EXERCISE
Scan the material for the string "sunlight" and copy out every line in which it occurs.

- - - - -

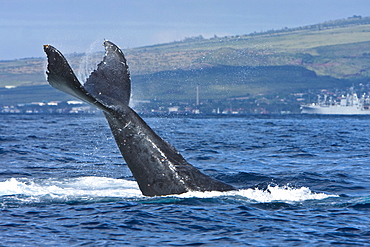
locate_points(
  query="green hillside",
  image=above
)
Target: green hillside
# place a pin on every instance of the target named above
(329, 55)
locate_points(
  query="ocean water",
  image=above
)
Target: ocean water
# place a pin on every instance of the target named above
(302, 181)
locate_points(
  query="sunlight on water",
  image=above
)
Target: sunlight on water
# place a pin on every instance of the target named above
(102, 187)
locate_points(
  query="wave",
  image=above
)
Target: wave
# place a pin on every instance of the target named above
(16, 192)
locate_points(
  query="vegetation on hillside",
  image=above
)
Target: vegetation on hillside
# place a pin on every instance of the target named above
(269, 65)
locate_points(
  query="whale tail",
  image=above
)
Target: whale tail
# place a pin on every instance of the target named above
(158, 167)
(109, 84)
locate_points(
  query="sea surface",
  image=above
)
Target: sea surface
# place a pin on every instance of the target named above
(302, 181)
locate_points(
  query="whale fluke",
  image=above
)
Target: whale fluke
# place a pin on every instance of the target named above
(157, 166)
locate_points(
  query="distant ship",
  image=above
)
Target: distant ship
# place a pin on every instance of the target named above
(347, 105)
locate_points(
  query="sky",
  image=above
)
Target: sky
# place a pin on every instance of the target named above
(82, 25)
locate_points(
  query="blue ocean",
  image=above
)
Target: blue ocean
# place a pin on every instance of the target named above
(302, 181)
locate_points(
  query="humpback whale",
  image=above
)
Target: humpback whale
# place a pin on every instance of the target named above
(157, 166)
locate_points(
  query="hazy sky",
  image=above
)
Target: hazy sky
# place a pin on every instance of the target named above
(78, 25)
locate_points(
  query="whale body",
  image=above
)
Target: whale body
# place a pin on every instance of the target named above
(157, 166)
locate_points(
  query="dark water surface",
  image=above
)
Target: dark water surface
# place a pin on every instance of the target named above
(304, 181)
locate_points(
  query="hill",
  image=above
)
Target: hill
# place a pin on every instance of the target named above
(333, 54)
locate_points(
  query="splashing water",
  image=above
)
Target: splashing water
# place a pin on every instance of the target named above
(96, 188)
(88, 62)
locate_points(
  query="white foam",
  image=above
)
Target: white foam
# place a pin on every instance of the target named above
(71, 188)
(273, 193)
(102, 187)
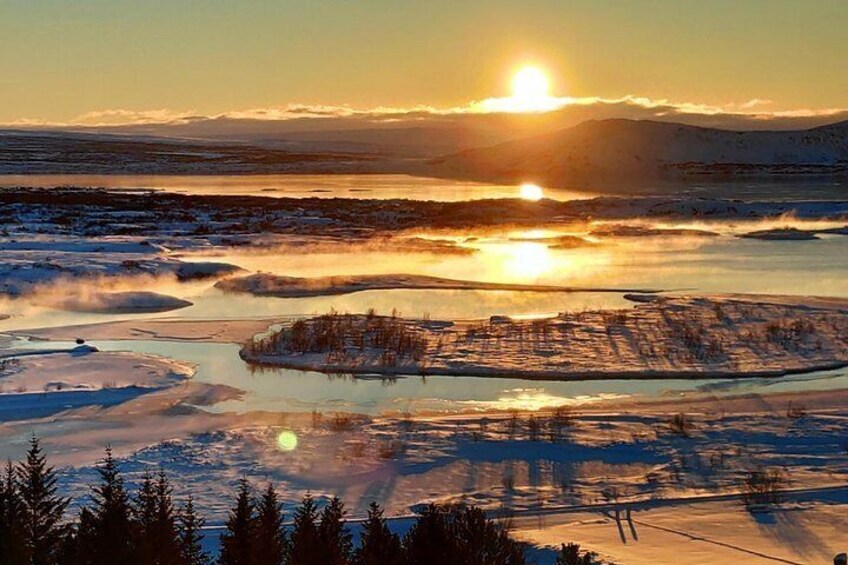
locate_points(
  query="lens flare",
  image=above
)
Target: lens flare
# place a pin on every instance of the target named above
(530, 191)
(287, 440)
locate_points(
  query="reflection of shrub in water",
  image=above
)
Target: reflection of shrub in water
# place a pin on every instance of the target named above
(763, 486)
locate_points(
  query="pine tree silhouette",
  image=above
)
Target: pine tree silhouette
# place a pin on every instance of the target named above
(570, 555)
(271, 542)
(155, 524)
(460, 535)
(105, 530)
(41, 510)
(306, 545)
(189, 525)
(238, 541)
(480, 541)
(428, 540)
(144, 519)
(335, 537)
(378, 545)
(12, 547)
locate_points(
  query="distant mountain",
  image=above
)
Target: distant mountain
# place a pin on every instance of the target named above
(619, 149)
(27, 152)
(510, 149)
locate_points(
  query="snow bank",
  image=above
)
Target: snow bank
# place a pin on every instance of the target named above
(133, 302)
(265, 284)
(678, 337)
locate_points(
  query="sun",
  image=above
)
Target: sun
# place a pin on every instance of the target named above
(529, 191)
(530, 93)
(530, 83)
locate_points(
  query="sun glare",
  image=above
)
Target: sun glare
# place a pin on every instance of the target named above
(530, 93)
(529, 191)
(530, 83)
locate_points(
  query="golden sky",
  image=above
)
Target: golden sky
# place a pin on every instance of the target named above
(60, 60)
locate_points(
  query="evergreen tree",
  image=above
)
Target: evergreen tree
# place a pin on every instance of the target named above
(378, 545)
(570, 555)
(428, 540)
(335, 537)
(167, 538)
(305, 546)
(271, 540)
(480, 541)
(238, 541)
(105, 531)
(460, 535)
(42, 510)
(155, 528)
(189, 525)
(144, 519)
(12, 546)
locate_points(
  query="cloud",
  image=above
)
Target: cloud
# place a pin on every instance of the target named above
(493, 113)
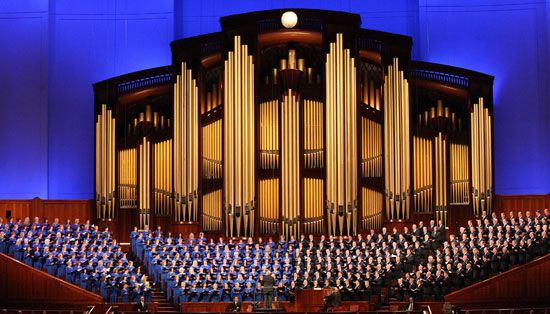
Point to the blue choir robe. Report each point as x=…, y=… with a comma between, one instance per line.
x=136, y=295
x=3, y=246
x=205, y=295
x=84, y=281
x=226, y=295
x=236, y=292
x=183, y=295
x=176, y=295
x=248, y=294
x=28, y=259
x=17, y=251
x=171, y=286
x=70, y=274
x=148, y=294
x=215, y=295
x=104, y=291
x=281, y=293
x=61, y=269
x=194, y=294
x=258, y=296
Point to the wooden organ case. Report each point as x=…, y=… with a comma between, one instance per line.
x=313, y=127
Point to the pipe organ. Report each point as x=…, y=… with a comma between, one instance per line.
x=238, y=155
x=105, y=129
x=212, y=150
x=371, y=148
x=396, y=141
x=341, y=120
x=459, y=174
x=372, y=209
x=269, y=135
x=211, y=211
x=186, y=146
x=441, y=178
x=482, y=159
x=162, y=180
x=269, y=205
x=127, y=178
x=259, y=129
x=144, y=183
x=290, y=179
x=313, y=134
x=423, y=169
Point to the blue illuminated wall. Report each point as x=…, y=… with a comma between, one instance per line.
x=53, y=51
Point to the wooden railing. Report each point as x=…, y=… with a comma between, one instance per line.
x=524, y=310
x=21, y=284
x=526, y=285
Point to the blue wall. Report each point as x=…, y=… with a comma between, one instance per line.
x=53, y=51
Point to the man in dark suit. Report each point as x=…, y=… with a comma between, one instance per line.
x=411, y=306
x=268, y=282
x=333, y=299
x=141, y=306
x=235, y=306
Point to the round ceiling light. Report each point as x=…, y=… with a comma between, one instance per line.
x=289, y=19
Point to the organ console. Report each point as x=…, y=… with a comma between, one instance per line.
x=317, y=128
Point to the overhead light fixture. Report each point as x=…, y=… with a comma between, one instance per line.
x=289, y=19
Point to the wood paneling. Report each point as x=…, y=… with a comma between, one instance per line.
x=435, y=307
x=50, y=209
x=21, y=284
x=517, y=203
x=526, y=285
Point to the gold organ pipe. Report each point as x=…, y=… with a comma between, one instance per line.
x=269, y=206
x=371, y=208
x=313, y=205
x=396, y=141
x=185, y=144
x=239, y=141
x=481, y=158
x=105, y=158
x=341, y=139
x=290, y=164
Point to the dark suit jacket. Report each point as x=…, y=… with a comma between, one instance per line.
x=234, y=307
x=141, y=307
x=415, y=307
x=268, y=282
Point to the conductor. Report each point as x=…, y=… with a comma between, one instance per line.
x=268, y=282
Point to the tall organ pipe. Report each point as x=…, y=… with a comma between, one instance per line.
x=341, y=126
x=186, y=128
x=105, y=130
x=238, y=154
x=396, y=143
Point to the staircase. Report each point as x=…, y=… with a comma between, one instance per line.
x=163, y=304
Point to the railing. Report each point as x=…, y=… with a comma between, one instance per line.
x=41, y=311
x=211, y=47
x=273, y=24
x=442, y=77
x=365, y=43
x=144, y=82
x=527, y=310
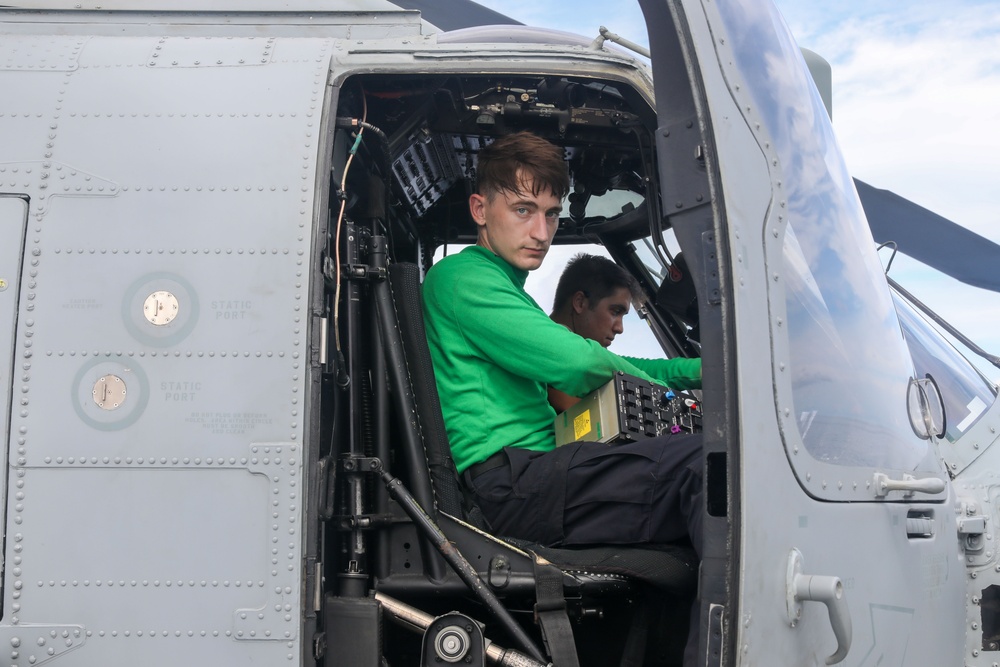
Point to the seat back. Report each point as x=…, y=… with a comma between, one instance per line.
x=404, y=281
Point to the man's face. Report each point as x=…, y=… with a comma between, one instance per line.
x=601, y=321
x=517, y=226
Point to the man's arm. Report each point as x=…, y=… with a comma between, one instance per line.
x=500, y=322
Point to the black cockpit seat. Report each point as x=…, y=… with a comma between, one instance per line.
x=507, y=566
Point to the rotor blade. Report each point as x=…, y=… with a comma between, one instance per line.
x=930, y=238
x=456, y=14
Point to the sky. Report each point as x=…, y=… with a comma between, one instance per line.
x=915, y=90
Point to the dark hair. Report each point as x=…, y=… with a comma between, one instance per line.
x=503, y=165
x=597, y=277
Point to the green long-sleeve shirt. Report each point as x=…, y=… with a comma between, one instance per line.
x=495, y=350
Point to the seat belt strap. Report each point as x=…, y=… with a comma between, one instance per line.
x=551, y=614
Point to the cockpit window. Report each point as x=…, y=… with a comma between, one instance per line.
x=965, y=392
x=841, y=366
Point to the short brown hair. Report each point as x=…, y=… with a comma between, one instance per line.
x=511, y=159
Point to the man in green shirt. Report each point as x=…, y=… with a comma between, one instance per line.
x=495, y=351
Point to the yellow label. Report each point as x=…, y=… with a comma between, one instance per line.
x=581, y=425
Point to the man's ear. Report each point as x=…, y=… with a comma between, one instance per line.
x=477, y=208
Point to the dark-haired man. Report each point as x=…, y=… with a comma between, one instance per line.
x=592, y=298
x=495, y=352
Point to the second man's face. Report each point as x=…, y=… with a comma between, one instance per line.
x=517, y=226
x=602, y=321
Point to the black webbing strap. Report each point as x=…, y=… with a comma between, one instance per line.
x=550, y=612
x=634, y=653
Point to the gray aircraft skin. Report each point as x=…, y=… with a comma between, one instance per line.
x=190, y=220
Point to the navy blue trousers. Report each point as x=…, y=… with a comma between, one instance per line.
x=593, y=493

- - - - -

THE COMPLETED TASK
  query="sunlight on water",
Target: sunlight on water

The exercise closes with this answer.